# START OF Text provided

Likewise, there are no special clues given as to how or why Ruth developed this steadfast love for her mother-in-law. It is simply given to us as who she was. For the sake of her mother-in-law she gave up everything she had – her homeland, her resources, her people and her religion. To choose Naomi over her own future was a choice of death over life, and yet she makes that choice! And thus we start to recognise in Ruth, right here in the first chapter of the Book of Ruth, the face of Christ!
And yet this is only the first chapter and we are going to need to move quickly now through the rest of the Book of Ruth if we are going to finish this story, and there is yet one more vital thing that we need to learn about Ruth before we can get a complete picture of the woman, and it is revealed to us in the second chapter of the Book of Ruth, and that is that Ruth is hot!
Now I appreciate that the term ‘hot’ might seem inappropriate to some and unnecessarily sexual in its overtones, and yet what follows in the Book of Ruth is absolutely sexual in its overtones and, one might think, entirely inappropriate!
We pick up the ‘hotness’ of Ruth soon after the two women return to Bethlehem. Ruth takes it upon herself to glean some scraps of barley in one of the local fields so that the women might have something to eat, and immediately she catches the eye of all the field-hands!
Now, admittedly, any young refugee woman would be in a vulnerable situation when placed amidst a group of farm labourers, but clearly Ruth catches the eye not only of the workers but of their boss, Boaz, as well!
The first time Boaz sees Ruth he starts asking questions about her (2:5) and the first time he talks to her he starts flirting with her, and indeed the first action he takes regarding Ruth is that he passes the word around amongst his employees that nobody else is to touch her!
Ruth is hot property, and yet her alluring femininity should in no way distract us from her powerful humanity. She is beautiful both within and without. She has shown herself to be capable of Christ-like divine love, and now she will show herself to be equally capable of very human erotic love, for in chapter three she decides to use her body to secure Boaz for herself as a sexual partner, and so ensure a future for both herself and her mother-in-law.
Mind you, as the story is presented, it is actually Naomi who is the driving force behind Ruth’s sexual adventures, which in itself seems rather distasteful!
I’m sure we have all heard of families in struggling communities who sell their children to brothels in order to survive themselves. I know this happens but, as a parent, I find it impossible to understand how any parent could prostitute their own children.

# END OF Text provided
# START OF Stored data

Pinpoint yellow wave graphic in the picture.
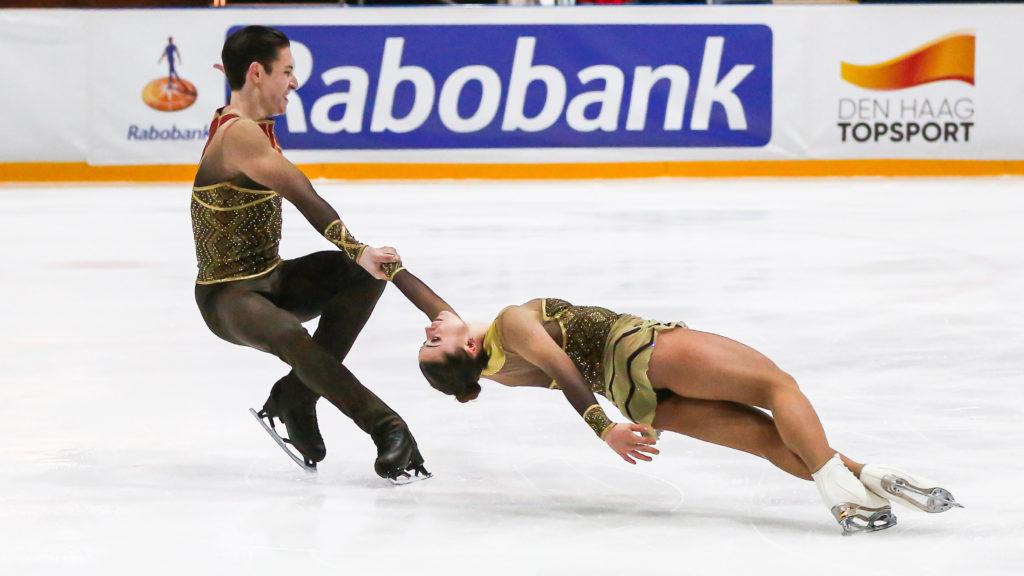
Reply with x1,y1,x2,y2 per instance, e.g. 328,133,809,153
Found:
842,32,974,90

# END OF Stored data

**Instruction 1**
Using the passage on the Book of Ruth, decide whether each statement agrees with it: (a) Boaz asks questions about Ruth the first time he sees her; (b) Ruth decides to use her body to secure Boaz in chapter two; (c) Naomi is the driving force behind Ruth's sexual adventures. For each, answer yes or no and quote the words of the passage that decide it.
**Instruction 2**
Reproduce word for word the part of the passage on the Book of Ruth that begins at the words "And yet this" and ends after "Ruth is hot!".

**Full answer 1**
(a) Yes: "The first time Boaz sees Ruth he starts asking questions about her"
(b) No: "for in chapter three she decides to use her body to secure Boaz for herself as a sexual partner"
(c) Yes: "it is actually Naomi who is the driving force behind Ruth’s sexual adventures"

**Full answer 2**
And yet this is only the first chapter and we are going to need to move quickly now through the rest of the Book of Ruth if we are going to finish this story, and there is yet one more vital thing that we need to learn about Ruth before we can get a complete picture of the woman, and it is revealed to us in the second chapter of the Book of Ruth, and that is that Ruth is hot!